Material provided:

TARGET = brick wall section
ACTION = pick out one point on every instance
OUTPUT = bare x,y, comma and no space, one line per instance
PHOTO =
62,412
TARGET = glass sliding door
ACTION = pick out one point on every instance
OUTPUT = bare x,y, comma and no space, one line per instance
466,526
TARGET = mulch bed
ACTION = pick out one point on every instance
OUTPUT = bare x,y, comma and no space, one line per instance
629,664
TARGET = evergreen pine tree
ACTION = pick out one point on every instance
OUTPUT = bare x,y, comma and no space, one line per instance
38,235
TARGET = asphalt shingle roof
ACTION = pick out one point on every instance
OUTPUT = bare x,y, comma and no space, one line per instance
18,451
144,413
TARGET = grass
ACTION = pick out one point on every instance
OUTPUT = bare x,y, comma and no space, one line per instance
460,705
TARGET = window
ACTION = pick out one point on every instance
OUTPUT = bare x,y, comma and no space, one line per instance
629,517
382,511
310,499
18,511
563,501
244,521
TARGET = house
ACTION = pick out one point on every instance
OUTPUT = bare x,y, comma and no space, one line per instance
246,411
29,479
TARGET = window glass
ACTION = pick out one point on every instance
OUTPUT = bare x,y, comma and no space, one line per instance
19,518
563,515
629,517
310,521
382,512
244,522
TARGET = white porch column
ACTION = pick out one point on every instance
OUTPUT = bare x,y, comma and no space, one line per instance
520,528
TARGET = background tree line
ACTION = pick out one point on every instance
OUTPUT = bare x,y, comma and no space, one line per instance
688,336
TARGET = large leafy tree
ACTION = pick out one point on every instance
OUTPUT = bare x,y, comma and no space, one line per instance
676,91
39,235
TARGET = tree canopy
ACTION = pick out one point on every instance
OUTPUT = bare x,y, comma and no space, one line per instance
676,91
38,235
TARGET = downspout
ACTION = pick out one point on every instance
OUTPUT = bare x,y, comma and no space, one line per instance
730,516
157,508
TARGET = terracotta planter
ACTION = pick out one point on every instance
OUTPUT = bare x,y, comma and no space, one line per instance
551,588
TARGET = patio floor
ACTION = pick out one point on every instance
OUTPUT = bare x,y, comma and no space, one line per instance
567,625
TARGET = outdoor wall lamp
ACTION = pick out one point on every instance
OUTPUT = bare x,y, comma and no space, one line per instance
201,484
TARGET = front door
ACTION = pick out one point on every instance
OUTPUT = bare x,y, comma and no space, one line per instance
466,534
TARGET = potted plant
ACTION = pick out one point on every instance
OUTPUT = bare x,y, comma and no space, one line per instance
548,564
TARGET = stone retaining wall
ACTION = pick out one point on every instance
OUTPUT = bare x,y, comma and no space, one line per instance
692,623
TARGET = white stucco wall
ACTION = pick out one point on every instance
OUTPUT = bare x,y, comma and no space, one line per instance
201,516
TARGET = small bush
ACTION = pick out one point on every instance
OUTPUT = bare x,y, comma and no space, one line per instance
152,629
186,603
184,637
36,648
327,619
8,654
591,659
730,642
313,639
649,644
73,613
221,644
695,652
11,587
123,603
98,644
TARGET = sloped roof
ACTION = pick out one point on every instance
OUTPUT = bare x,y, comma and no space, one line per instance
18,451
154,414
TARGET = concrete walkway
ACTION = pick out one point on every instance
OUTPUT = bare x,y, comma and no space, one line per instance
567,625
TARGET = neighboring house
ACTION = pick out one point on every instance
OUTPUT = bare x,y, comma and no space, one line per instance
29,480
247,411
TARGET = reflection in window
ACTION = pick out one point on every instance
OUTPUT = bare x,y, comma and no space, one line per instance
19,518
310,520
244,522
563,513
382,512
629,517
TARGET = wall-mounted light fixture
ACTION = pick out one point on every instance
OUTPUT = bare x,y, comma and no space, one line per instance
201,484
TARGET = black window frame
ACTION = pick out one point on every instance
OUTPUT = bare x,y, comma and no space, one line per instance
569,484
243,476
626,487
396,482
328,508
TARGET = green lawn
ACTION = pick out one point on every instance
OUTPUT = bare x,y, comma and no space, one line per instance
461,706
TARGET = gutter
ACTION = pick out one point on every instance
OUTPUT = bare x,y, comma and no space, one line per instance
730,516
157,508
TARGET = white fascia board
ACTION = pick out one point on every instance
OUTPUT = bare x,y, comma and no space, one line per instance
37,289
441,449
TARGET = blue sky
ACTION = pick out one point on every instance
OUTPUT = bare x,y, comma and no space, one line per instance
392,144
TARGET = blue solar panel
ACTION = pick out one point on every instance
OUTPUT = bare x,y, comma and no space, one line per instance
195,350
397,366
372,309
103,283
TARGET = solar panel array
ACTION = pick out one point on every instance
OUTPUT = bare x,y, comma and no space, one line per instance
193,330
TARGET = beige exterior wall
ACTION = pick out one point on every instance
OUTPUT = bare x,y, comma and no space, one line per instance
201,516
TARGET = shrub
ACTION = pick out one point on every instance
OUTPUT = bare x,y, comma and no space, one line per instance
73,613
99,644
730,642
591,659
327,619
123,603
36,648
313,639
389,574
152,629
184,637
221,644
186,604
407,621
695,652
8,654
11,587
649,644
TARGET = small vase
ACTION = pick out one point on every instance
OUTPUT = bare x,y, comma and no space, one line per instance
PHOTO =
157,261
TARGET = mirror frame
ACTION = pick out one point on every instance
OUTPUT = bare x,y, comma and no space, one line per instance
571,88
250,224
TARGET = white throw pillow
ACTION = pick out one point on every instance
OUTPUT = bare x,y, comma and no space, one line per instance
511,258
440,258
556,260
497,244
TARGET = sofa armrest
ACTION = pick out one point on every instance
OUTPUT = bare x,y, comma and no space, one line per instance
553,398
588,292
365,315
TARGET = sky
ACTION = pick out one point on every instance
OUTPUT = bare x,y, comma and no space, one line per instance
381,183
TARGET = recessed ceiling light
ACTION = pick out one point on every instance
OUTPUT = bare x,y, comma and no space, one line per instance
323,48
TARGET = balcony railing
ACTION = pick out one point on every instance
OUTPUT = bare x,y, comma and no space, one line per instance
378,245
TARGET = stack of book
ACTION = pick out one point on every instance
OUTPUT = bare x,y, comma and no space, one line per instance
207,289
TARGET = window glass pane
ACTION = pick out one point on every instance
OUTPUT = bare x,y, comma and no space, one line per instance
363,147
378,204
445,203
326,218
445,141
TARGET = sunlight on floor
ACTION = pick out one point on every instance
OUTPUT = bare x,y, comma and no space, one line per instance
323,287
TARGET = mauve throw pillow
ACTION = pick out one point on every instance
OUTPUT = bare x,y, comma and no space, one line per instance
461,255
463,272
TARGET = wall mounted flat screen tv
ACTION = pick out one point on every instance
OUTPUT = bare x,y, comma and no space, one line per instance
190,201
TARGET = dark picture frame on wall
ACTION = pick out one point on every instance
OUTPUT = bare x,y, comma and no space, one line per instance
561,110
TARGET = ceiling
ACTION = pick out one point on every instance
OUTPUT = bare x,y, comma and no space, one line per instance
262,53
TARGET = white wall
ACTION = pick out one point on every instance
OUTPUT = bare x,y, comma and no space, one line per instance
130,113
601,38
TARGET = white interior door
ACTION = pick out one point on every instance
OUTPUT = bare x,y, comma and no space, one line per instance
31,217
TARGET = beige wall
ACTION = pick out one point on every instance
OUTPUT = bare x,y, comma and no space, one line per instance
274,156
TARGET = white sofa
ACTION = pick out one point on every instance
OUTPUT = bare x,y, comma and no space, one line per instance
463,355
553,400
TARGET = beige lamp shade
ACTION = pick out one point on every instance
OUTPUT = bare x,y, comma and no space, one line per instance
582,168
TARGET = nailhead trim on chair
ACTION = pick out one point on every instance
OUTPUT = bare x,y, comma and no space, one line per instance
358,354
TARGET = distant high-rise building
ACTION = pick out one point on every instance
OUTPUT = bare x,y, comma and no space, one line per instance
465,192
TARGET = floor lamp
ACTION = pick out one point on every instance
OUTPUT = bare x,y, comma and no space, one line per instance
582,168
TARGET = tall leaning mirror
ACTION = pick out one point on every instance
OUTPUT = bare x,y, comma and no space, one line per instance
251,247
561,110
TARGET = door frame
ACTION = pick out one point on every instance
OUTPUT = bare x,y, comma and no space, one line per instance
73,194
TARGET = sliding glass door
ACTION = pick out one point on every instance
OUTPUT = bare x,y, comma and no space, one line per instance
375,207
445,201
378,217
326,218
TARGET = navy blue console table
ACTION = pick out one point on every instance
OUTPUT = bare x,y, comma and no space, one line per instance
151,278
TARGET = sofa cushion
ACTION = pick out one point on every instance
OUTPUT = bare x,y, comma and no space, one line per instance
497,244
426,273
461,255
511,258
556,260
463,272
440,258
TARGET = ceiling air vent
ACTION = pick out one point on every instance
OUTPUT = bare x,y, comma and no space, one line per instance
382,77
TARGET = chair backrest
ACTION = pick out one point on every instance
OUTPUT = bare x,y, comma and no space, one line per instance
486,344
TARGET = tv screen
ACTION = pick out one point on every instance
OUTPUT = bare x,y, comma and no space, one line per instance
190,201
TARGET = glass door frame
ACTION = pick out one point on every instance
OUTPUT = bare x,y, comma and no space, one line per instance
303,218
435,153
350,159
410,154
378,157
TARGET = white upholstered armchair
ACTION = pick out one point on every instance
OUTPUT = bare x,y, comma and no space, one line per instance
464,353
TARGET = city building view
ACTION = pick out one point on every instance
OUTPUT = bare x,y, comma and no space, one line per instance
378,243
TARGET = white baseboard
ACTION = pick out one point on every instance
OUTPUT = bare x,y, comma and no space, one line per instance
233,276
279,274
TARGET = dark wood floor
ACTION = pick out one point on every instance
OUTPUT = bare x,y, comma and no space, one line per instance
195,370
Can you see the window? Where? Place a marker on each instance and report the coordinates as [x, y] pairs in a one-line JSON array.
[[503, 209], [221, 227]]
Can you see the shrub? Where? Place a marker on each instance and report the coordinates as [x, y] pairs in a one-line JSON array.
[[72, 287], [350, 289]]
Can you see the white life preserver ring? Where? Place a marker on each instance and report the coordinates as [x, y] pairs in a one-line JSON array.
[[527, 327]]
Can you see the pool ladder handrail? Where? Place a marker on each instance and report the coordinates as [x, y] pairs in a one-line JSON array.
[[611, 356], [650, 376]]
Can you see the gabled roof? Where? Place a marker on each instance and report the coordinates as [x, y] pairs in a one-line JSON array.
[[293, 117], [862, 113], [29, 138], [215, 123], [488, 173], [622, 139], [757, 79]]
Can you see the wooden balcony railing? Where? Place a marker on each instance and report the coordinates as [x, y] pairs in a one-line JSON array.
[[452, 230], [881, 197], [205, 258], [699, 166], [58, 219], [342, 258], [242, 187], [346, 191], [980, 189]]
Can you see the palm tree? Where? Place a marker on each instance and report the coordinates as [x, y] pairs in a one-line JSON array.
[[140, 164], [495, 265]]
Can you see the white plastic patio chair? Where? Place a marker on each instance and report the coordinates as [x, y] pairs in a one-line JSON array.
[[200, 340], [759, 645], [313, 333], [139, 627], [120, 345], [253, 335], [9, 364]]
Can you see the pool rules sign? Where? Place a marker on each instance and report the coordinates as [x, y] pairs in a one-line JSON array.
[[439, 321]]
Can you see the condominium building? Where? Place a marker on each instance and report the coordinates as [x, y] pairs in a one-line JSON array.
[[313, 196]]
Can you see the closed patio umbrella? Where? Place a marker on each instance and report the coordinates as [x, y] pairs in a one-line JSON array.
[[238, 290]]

Goal of the exercise: For every line in the data above that has the string "panel", return that line.

Exercise response:
TARGET = blue solar panel
TARGET = solar panel array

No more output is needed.